* EXERCISE 1
Please print the portion of the green jobs commentary between "RA:  Nobody has" and "the first place?", inclusive, with no changes.

* SOURCE EXTRACT
RA (real answer):  Think before selecting a college major.  With an engineering degree you will have the flexibility to fill or create any number of green jobs.  Library science guy?  Not so much, for real anyway.

Q:  Has the stimulus created “green jobs”?

A:  Fifty thousand “green jobs” have been saved or created.

Can we count the 20 plus engineering jobs we “saved” in this total?  Why did “jobs created” morph into “jobs created or saved”?  Obviously, the latter can mean anything.  Since the 4 million jobs have disappeared while the unemployment rate has gone up (down most recently because the workforce is shrinking as people quit looking for work), it’s pretty hard to claim jobs have been created.

Fifty thousand is a pathetic number, even if it represented “created jobs” only.  Here’s a sneaky secret:  you know when you apply for a federal grant, which seems to be part of nearly everyone’s business model nowadays, one of the selection criteria is you guessed it, “jobs created or saved”.  Well my new LED street lighting job is going to create or save at least 200 jobs.  This probably gets as much scrutiny as an Energy Star dust mop.

RA:  Nobody has a clue, really.

Q:  How many “green manufacturing jobs” will replace lost manufacturing jobs?

A:  Lieberman/Kerry cap and trade will create 200,000 jobs per year over the next 10 years.

RA:  In China and India.

Q:  How do you define “green jobs” in the first place?

A:  He doesn’t know but the Bureau of Labor and Statistics is figuring it out.

Why?  A job is a job, so if my job is a green job, I guess that’s one less engineering services job.  It’s one or the other.

RA:  Whatever it takes to capture enough jobs for some political end.

Q:  What is the outlook for “green jobs” sector over the next 40 years?

(Records excerpted from a collection)

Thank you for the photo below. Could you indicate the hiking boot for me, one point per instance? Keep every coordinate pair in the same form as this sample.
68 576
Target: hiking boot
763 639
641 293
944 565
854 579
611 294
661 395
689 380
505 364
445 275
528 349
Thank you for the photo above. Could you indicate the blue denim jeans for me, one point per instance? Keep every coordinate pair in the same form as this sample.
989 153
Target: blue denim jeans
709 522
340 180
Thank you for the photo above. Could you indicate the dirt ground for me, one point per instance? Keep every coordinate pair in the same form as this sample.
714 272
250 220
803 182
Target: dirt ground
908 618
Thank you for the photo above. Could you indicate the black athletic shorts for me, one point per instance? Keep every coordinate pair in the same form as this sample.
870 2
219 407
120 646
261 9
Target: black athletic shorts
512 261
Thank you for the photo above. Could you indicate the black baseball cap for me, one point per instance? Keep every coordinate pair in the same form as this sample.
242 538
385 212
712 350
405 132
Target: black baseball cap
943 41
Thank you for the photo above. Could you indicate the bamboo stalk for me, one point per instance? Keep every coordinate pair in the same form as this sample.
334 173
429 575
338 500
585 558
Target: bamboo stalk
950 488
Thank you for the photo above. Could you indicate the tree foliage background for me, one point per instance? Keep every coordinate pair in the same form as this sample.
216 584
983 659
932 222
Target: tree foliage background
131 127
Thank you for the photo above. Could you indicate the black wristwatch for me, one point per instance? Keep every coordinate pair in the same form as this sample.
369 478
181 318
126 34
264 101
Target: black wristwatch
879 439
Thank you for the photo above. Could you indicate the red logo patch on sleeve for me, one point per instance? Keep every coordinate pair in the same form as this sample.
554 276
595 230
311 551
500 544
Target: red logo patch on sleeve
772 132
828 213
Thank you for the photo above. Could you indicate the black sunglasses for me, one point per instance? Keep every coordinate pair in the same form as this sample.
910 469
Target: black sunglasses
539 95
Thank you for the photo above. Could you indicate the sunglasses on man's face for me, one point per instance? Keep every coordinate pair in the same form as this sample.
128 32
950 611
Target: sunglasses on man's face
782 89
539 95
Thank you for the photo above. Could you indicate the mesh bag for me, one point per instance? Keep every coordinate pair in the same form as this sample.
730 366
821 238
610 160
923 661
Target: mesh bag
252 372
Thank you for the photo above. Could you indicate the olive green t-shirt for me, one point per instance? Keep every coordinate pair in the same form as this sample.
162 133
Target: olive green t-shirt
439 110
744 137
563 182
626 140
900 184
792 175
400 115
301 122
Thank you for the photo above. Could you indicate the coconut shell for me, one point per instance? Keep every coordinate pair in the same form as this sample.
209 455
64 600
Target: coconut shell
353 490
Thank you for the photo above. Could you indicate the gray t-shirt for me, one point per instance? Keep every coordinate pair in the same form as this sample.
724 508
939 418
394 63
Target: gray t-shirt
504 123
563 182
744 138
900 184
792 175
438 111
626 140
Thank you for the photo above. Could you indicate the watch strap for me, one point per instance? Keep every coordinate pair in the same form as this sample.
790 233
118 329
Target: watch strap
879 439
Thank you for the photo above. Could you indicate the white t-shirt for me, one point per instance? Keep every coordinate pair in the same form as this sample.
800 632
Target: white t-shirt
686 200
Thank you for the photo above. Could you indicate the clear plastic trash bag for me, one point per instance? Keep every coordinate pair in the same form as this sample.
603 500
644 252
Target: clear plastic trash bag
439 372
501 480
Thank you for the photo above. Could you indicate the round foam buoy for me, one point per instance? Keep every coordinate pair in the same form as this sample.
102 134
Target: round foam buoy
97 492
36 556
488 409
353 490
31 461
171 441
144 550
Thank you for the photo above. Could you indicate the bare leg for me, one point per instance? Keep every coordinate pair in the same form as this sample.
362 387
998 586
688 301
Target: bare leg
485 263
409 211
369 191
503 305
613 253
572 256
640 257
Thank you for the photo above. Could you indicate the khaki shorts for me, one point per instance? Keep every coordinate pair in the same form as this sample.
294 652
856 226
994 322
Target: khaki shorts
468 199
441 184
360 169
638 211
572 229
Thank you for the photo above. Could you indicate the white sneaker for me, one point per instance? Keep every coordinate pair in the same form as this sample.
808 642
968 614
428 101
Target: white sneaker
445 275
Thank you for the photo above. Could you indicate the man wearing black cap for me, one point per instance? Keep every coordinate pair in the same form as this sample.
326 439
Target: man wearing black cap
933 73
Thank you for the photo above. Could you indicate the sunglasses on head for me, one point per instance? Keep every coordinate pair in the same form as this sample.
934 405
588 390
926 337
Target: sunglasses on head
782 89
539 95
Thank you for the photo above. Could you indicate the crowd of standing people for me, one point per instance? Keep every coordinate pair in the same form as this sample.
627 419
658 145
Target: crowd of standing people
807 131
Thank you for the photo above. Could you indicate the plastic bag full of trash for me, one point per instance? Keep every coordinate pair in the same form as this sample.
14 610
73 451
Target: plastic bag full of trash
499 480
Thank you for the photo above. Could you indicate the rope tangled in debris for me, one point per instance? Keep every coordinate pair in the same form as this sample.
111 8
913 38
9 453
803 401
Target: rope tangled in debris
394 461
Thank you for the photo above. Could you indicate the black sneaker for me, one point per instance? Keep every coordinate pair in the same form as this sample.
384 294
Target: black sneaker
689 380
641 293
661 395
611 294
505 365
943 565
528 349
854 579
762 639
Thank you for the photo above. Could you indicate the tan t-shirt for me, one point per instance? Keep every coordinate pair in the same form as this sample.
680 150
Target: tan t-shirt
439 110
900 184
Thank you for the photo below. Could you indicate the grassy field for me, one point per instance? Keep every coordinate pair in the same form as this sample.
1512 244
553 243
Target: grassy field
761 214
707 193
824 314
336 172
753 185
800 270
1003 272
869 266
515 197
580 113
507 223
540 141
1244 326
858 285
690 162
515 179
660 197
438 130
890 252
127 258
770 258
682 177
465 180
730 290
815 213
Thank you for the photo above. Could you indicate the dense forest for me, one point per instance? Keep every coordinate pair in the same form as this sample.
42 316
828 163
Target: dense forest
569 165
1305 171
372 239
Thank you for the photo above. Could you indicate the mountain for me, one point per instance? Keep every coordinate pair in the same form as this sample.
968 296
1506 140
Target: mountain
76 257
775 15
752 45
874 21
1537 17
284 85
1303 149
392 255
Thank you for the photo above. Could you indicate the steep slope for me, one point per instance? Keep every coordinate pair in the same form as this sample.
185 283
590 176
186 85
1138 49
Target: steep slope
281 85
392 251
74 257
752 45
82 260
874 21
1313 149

* EXERCISE 2
Return each line in the records above that contains the string "wristwatch", matching case exactly.

* WRITTEN RESPONSE 1
RA:  Nobody has a clue, really.

Q:  How many “green manufacturing jobs” will replace lost manufacturing jobs?

A:  Lieberman/Kerry cap and trade will create 200,000 jobs per year over the next 10 years.

RA:  In China and India.

Q:  How do you define “green jobs” in the first place?

* WRITTEN RESPONSE 2
Thank you for the photo above. Could you indicate the black wristwatch for me, one point per instance? Keep every coordinate pair in the same form as this sample.
Target: black wristwatch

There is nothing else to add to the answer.